JOB 1 =
According to the asm.js out-of-memory bug thread, how many lines long is the function _yyparse?

TEXT SHOWN =
10.43 KB, patch
|Details | Diff | Splinter Review|
Will attach a testcase that OOMs during compiling asm.js code on my machine. It uses over 5GB then fails.
So far these OOMs have been from gargantuan functions. Is there any way you can print these out from Emscripten and see if there are any here?
I wrote a tool to count, and looks like one function, _yyparse, is 53,665 lines long... What is our thinking about such situations? We don't have a good way to know what the right size is to start cutting up functions in emscripten, and even if we tried then we might cause big slowdowns if we cut in the wrong way. So I am hoping there is something we can do on the other side. At minimum, perhaps abort the compilation and give a validation failure? Btw, why does even 53K lines of code end up taking over 5GB of memory? That's 100K per line.)
(In reply to Alon Zakai (:azakai) from comment #4) > At minimum, > perhaps abort the compilation and give a validation failure? > (because with odin disabled, it does run ok in the normal code path)

JOB 2 =
Write out the records again, beginning at the line that has "Q: Find one point on every instance of the heather" and stopping after the last line of the records. Switch "hiker" to "walker" and keep everything else the same.

LISTED ENTRIES =
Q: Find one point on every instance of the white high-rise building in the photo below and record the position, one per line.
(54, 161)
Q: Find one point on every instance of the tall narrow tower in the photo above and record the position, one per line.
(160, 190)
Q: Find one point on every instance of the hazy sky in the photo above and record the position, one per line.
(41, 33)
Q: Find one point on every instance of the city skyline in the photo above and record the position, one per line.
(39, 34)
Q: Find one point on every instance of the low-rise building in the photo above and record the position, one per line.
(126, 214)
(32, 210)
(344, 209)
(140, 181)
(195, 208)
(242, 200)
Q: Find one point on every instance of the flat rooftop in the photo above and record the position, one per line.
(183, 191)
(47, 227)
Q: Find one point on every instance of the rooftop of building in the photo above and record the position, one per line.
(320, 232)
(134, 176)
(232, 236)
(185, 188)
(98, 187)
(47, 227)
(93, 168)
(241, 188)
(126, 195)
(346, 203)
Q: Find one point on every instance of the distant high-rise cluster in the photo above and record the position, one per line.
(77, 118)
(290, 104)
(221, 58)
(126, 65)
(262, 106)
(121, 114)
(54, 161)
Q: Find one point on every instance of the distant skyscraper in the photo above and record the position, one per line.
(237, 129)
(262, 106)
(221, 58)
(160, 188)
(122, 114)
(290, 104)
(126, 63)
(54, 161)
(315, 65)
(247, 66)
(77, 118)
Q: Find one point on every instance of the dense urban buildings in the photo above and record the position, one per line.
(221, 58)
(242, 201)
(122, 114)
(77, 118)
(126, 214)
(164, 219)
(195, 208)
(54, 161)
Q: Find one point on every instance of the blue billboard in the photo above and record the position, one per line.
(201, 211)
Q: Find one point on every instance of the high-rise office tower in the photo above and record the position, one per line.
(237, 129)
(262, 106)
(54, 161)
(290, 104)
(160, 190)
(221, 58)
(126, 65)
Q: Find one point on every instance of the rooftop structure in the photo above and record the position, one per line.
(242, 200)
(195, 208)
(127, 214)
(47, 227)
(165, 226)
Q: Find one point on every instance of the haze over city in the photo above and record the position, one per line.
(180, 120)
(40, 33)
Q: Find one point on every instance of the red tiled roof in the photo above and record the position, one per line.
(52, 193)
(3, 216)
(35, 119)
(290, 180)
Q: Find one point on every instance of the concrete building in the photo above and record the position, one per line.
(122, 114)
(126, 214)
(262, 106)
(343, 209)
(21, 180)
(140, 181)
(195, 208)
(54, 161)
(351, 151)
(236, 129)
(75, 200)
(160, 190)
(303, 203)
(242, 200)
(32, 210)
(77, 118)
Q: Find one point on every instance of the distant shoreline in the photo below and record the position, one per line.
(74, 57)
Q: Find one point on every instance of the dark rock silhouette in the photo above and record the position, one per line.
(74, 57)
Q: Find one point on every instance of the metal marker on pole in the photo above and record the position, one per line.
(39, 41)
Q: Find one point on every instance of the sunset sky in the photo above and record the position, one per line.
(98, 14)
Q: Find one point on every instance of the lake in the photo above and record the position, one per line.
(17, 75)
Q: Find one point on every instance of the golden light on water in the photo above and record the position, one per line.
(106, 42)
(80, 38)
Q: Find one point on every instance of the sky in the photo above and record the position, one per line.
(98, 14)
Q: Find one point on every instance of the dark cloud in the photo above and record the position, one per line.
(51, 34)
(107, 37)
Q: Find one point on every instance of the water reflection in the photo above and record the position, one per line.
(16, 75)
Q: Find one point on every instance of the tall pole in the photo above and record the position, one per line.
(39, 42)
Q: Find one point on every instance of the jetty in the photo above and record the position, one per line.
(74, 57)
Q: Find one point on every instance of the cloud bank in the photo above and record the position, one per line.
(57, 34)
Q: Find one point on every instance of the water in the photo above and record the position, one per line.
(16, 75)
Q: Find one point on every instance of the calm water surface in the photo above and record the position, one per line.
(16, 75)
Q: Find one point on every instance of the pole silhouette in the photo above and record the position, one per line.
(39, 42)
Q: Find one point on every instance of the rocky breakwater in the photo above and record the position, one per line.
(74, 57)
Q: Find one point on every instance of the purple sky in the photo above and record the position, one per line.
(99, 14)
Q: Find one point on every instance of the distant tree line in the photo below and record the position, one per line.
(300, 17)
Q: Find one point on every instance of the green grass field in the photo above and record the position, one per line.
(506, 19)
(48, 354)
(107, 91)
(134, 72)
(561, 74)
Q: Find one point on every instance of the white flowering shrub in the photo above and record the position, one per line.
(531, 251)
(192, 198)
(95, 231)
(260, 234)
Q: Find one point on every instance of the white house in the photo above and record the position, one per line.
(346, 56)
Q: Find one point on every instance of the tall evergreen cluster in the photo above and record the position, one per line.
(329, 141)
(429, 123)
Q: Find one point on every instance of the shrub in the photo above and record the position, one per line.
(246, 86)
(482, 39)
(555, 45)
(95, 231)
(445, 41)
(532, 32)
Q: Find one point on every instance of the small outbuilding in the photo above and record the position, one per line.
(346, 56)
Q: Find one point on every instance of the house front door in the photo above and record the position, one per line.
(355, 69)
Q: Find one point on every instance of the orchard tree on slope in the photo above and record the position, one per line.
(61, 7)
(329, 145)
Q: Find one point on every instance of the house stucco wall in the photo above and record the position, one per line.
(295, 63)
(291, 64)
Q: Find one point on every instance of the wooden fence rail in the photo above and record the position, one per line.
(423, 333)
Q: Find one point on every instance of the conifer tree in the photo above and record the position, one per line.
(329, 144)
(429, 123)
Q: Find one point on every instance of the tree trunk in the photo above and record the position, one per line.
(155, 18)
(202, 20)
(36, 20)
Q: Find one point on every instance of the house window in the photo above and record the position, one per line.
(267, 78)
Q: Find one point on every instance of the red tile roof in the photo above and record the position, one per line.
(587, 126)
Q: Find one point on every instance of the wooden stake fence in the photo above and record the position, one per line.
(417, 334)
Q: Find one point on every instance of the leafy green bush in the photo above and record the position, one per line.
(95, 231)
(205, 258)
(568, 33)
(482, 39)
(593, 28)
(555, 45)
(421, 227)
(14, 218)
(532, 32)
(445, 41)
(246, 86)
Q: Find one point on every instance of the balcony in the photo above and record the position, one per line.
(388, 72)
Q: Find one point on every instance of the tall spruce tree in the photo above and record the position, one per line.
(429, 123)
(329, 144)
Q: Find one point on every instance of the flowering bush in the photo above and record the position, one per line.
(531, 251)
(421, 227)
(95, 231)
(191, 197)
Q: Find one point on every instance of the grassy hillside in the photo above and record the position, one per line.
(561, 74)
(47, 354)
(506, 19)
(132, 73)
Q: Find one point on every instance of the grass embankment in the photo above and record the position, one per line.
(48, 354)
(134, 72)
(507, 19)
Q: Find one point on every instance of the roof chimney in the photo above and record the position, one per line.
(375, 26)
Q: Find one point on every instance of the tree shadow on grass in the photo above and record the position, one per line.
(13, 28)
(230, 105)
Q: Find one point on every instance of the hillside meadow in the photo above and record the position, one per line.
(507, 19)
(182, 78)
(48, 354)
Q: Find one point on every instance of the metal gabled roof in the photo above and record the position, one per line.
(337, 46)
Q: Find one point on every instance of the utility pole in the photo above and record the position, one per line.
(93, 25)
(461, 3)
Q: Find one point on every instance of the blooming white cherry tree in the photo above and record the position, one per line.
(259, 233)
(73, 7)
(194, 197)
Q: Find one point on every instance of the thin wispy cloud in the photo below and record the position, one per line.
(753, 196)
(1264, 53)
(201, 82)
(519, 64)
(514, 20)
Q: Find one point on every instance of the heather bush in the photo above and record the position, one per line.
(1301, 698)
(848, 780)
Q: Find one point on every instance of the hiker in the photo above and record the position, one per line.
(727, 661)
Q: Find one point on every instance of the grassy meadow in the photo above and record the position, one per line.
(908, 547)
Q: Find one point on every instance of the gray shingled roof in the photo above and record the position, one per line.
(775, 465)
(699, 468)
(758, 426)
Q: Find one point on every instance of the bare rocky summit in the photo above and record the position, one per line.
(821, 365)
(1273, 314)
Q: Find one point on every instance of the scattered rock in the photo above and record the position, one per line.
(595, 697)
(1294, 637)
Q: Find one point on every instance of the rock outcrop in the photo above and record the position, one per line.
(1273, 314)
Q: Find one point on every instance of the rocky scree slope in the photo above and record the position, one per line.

TASK RESPONSE 1 =
53,665 lines.

TASK RESPONSE 2 =
Q: Find one point on every instance of the heather bush in the photo above and record the position, one per line.
(1301, 698)
(848, 780)
Q: Find one point on every instance of the walker in the photo above and record the position, one per line.
(727, 661)
Q: Find one point on every instance of the grassy meadow in the photo above and record the position, one per line.
(908, 547)
Q: Find one point on every instance of the gray shingled roof in the photo above and record the position, one per line.
(775, 465)
(699, 468)
(758, 426)
Q: Find one point on every instance of the bare rocky summit in the photo above and record the position, one per line.
(821, 365)
(1273, 314)
Q: Find one point on every instance of the scattered rock in the photo above and record the position, one per line.
(595, 697)
(1294, 637)
Q: Find one point on every instance of the rock outcrop in the photo above and record the position, one per line.
(1273, 314)
Q: Find one point on every instance of the rocky scree slope in the photo above and record the position, one per line.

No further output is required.